In the Renaissance art of the 15th and 16th centuries, it was one of the two most often painted roses
— Rosa alba being the other. As such, its red color (really a deep pink) represented the blood of Christian
martyrs. In fact, the petals of this rose were dried and rolled into beads, then strung into what became the
rosary and from which the rosary received its name.
The Apothecary’s Rose, known to botanists as Rosa gallica officinalis, is one of the most celebrated of all ancient roses.
The Apothecary’s Rose dates back much further in history than the Renaissance, however. Believed to have come from ancient
Persia, not much is known about the rose prior to the 7th century when Islam swept through the area and zealots destroyed
much of the texts of that time. Persian legends maintain that the rose’s red coloration came about because a nightengale
so dearly loved the white rose, it grasped it tightly and the thorns pierced its breast; its blood turned the white rose
red. Hence, the rose was called The Red Damask.
The rose came to Europe, depending upon whose text you read, either in the 12th or 13th century. Everyone agrees, however,
it came via noble knights returning from the Crusades.
One story, the English side and by far the more colorful, says that the rose was returned to King Louis VII after the Second
Crusade in Syria. Since England, in those days, also included Normandy, Brittany and Aquitaine, the rose made its way to
King Henry II. (Henry II, as you may remember, was the first to implement the jury system in adjudication.) Henry had
married Queen Eleanor of Aquitaine, but had done so probably out of need to solidify the kingdom. As it sometimes happens,
Henry had a mistress named Jane Clifford, later renamed (according to legend) The Fair Rosamond. Queen Eleanor got wind of
this affair, concocted a poison to give her husband’s mistress, and disguised the deadly potion with the oil of the
Apothecary’s Rose and R. alba. After Rosamond’s death, so the legend goes, a new rose sprouted outside the castle —
one of both red and white stripes — called Rosa mundi. To this day, R. mundi, a genetic “sport” of the Apothecary’s
Rose, will sometimes revert to its original heritage.

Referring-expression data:
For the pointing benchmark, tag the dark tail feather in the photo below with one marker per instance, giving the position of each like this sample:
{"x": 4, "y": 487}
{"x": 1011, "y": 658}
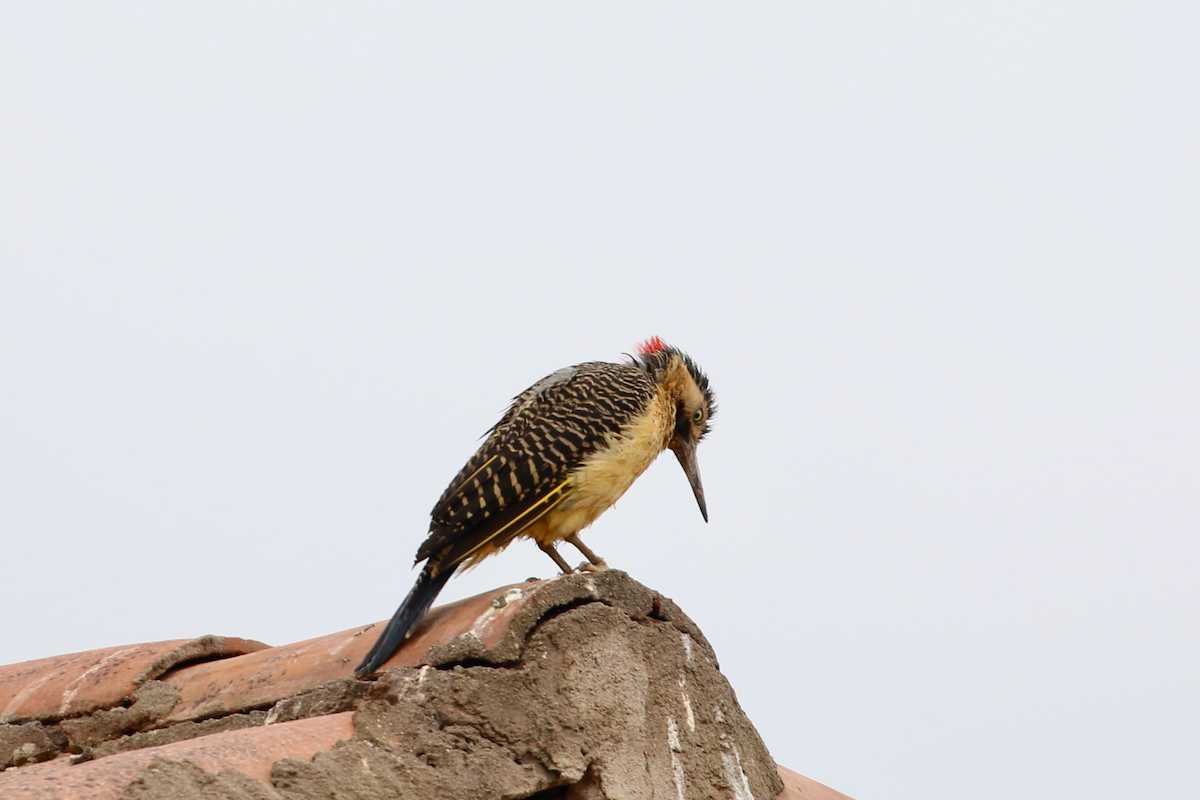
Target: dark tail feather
{"x": 406, "y": 618}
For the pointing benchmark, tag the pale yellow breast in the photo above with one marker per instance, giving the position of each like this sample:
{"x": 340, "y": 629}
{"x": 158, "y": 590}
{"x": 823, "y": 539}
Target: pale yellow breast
{"x": 605, "y": 475}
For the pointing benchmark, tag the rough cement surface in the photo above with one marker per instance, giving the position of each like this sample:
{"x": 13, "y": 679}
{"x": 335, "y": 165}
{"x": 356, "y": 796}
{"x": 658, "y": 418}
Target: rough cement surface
{"x": 600, "y": 689}
{"x": 151, "y": 702}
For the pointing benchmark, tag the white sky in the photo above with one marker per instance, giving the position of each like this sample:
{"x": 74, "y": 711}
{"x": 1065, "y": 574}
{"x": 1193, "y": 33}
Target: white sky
{"x": 270, "y": 270}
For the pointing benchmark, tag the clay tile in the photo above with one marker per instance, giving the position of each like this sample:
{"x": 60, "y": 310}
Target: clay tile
{"x": 797, "y": 787}
{"x": 263, "y": 678}
{"x": 251, "y": 751}
{"x": 81, "y": 683}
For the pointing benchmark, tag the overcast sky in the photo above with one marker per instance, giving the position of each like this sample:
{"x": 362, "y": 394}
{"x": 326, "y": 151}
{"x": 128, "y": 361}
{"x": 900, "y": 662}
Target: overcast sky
{"x": 270, "y": 270}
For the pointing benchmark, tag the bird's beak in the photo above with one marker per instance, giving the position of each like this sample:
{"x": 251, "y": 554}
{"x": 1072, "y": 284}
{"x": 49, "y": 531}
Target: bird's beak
{"x": 685, "y": 451}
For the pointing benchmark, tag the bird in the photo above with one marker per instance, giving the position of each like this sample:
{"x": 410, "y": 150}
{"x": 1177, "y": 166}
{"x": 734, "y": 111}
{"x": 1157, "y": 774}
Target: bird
{"x": 565, "y": 450}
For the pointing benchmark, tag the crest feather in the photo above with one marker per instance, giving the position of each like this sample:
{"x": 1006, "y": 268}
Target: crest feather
{"x": 653, "y": 344}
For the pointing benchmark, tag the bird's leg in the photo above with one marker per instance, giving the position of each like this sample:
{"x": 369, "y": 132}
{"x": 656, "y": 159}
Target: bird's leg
{"x": 549, "y": 549}
{"x": 595, "y": 564}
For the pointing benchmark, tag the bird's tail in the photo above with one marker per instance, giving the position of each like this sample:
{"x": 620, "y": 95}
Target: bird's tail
{"x": 406, "y": 618}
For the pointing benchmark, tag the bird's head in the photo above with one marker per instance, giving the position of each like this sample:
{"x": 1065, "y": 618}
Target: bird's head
{"x": 687, "y": 389}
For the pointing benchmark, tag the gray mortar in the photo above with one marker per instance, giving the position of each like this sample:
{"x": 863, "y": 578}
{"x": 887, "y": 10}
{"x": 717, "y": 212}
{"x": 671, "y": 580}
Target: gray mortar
{"x": 29, "y": 743}
{"x": 587, "y": 697}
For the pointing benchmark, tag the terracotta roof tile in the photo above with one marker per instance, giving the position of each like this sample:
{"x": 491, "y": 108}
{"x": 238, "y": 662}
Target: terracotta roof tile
{"x": 263, "y": 678}
{"x": 81, "y": 683}
{"x": 251, "y": 751}
{"x": 235, "y": 675}
{"x": 797, "y": 787}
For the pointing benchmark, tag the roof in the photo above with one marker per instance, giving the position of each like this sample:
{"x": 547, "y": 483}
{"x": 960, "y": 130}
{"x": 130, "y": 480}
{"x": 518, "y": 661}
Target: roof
{"x": 526, "y": 689}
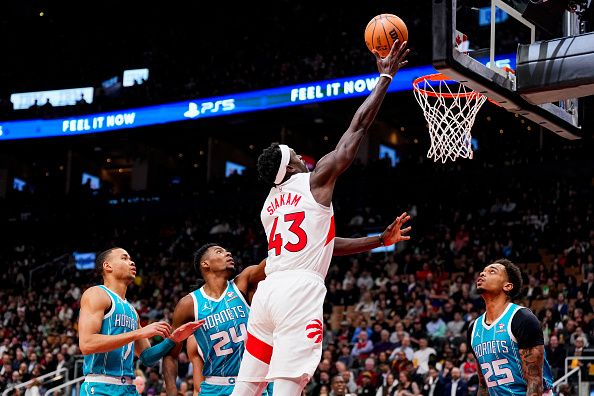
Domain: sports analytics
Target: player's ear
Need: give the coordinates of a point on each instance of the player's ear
(508, 287)
(204, 265)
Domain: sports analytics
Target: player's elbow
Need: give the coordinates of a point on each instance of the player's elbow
(85, 348)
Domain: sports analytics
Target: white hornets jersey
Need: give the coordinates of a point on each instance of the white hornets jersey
(300, 231)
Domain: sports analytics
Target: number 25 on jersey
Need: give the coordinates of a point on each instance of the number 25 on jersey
(276, 240)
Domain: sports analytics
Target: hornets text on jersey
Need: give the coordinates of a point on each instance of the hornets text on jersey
(497, 350)
(121, 318)
(221, 339)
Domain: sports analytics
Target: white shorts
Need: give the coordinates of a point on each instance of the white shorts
(285, 327)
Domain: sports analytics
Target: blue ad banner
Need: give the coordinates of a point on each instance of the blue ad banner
(266, 99)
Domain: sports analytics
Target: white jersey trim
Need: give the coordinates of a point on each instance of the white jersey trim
(212, 299)
(509, 332)
(195, 301)
(489, 327)
(112, 309)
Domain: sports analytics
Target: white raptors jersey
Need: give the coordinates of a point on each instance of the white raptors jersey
(300, 231)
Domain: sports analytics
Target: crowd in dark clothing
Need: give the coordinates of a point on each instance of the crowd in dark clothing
(395, 323)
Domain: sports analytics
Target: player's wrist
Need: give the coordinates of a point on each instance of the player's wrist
(389, 76)
(380, 238)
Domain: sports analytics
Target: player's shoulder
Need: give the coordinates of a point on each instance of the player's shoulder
(95, 296)
(94, 291)
(522, 314)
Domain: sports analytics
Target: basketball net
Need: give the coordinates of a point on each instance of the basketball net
(450, 109)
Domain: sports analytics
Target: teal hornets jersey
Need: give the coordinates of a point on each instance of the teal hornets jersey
(121, 318)
(496, 349)
(221, 339)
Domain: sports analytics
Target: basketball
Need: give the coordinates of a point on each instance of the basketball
(382, 31)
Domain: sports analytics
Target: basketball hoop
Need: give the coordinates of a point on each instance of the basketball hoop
(450, 109)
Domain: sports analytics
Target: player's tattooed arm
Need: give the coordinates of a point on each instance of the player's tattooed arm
(532, 363)
(482, 390)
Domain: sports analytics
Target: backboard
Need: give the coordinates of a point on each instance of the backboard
(527, 54)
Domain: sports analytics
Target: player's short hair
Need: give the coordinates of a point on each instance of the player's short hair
(199, 255)
(101, 258)
(268, 163)
(514, 275)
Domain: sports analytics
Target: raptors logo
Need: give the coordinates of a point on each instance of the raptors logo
(313, 330)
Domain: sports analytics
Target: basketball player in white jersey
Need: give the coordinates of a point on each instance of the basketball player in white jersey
(224, 303)
(285, 326)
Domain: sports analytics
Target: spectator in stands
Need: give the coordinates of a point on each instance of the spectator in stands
(469, 368)
(421, 356)
(384, 344)
(436, 329)
(404, 348)
(556, 354)
(457, 385)
(366, 305)
(579, 332)
(363, 347)
(587, 287)
(434, 385)
(339, 387)
(455, 327)
(154, 384)
(533, 291)
(363, 327)
(406, 387)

*WORK TASK 1:*
In the text about the Apothecary's Rose, what name do botanists use for this rose?
*WORK TASK 2:*
Please carry the Apothecary's Rose text forward with the next part.
You won't need the records for this.

*ANSWER SPACE 1:*
Rosa gallica officinalis

*ANSWER SPACE 2:*
By the middle of the 15th century, civil wars in medieval England had broken out in a melee of power grabs for the
throne — known to historians as the War of Roses. The Apothecary’s Rose had become the symbol of the House of
Lancaster (and renamed The Red Rose of Lancaster); the white R. alba, the symbol of the House of York. After
Henry VII (“The Great Administrator”) came to power in 1485, he chose to symbolize the “marriage” of the warring
factions by creating a new symbol — the Apothecary’s Rose laid atop R. alba — and labeled it the Tudor Rose, to this
day still the emblem of England.
The other story of how the Apothecary’s Rose came to Europe, the French side, is less dramatic. It is believed to have
been returned to the Castle of Provins, a city close to Paris, by Thibault IV in 1250 upon his return from the Seventh
Crusade. (Thibault died just three years later — apparently not because of the rose, however.) Provins became the
European capital for the Apothecary’s Rose and it was renamed The Rose of Provins.